## Text block
Senior Minister and Special Adviser to the Prime Minister of Ethiopia
- Incumbent
- Assumed office 2018
- Prime Minister: Abiy Ahmed

28th Mayor of Addis Ababa
- In office 24 January 2003 – 9 May 2006
- President: Girma Wolde-Giorgis
- Prime Minister: Meles Zenawi
- Preceded by: Ali Abdo
- Succeeded by: Berhane Deressa Berhanu Nega (elect)

Personal details
- Born: 1957 (age 68–69) Addigrat, Tigray Province, Ethiopian Empire

= Arkebe Oqubay =

Ethiopian politician (born 1957)

Arkebe Oqubay (ኣርከበ ዑቕባይ; born 1957) is an Ethiopian politician who is serving as Senior Minister and Special Adviser to the Prime Minister of Ethiopia since 2018. He was the mayor of Addis Ababa from 2003 to 2006.

==Background==
Arkebe is a member of the Tigray People's Liberation Front.

## Actions to take
a) Rewrite the Arkebe Oqubay text between "28th Mayor of" and "politician (born 1957)", inclusive, changing "Addigrat" to "Adigrat".
b) Write the next part of the text on Arkebe Oqubay, picking up after its final sentence.
The lines that follow have no connection to the text about Arkebe Oqubay.

## Supplied information
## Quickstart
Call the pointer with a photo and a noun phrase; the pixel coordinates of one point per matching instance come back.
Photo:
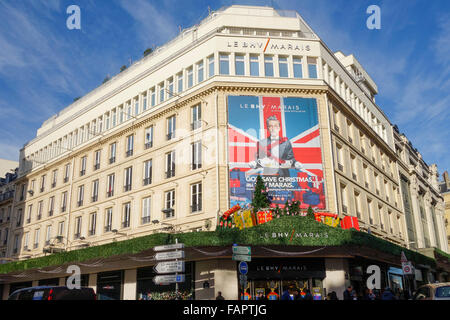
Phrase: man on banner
(275, 154)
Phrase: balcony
(146, 220)
(196, 207)
(170, 173)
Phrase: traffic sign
(169, 247)
(242, 257)
(243, 267)
(170, 255)
(170, 267)
(242, 250)
(171, 278)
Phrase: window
(196, 197)
(170, 87)
(83, 166)
(54, 178)
(146, 205)
(180, 82)
(130, 142)
(224, 65)
(61, 229)
(268, 66)
(112, 152)
(144, 102)
(66, 172)
(51, 205)
(95, 190)
(239, 64)
(110, 185)
(152, 97)
(97, 160)
(30, 210)
(126, 215)
(36, 238)
(254, 65)
(161, 92)
(80, 195)
(298, 73)
(43, 183)
(63, 201)
(108, 220)
(312, 67)
(190, 77)
(169, 211)
(283, 67)
(196, 112)
(196, 150)
(147, 172)
(128, 175)
(48, 235)
(200, 72)
(136, 106)
(148, 139)
(92, 223)
(210, 66)
(40, 205)
(171, 123)
(78, 225)
(170, 164)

## Answers to the tasks
a)
28th Mayor of Addis Ababa
- In office 24 January 2003 – 9 May 2006
- President: Girma Wolde-Giorgis
- Prime Minister: Meles Zenawi
- Preceded by: Ali Abdo
- Succeeded by: Berhane Deressa Berhanu Nega (elect)

Personal details
- Born: 1957 (age 68–69) Adigrat, Tigray Province, Ethiopian Empire

= Arkebe Oqubay =

Ethiopian politician (born 1957)

b)
He has been at the centre of policymaking and government leadership for over thirty years. Oqubay has been a member of the core leadership of Tigrayan People's Liberation Front (TPLF) and Ethiopian People's Revolutionary Democratic Front (EPRDF), the movement that spearheaded the seventeen-year popular liberation struggle. During the liberation movement, Oqubay was a member of the executive council responsible for socio-economic affairs of the liberation army and liberated areas.
He is strongly backed by Prime Minister Abiy Ahmed.

In September 2026, Oqubay joined the Executive Board of the Global Center on Adaptation (GCA), serving alongside Jan Peter Balkenende, former prime minister of the Netherlands.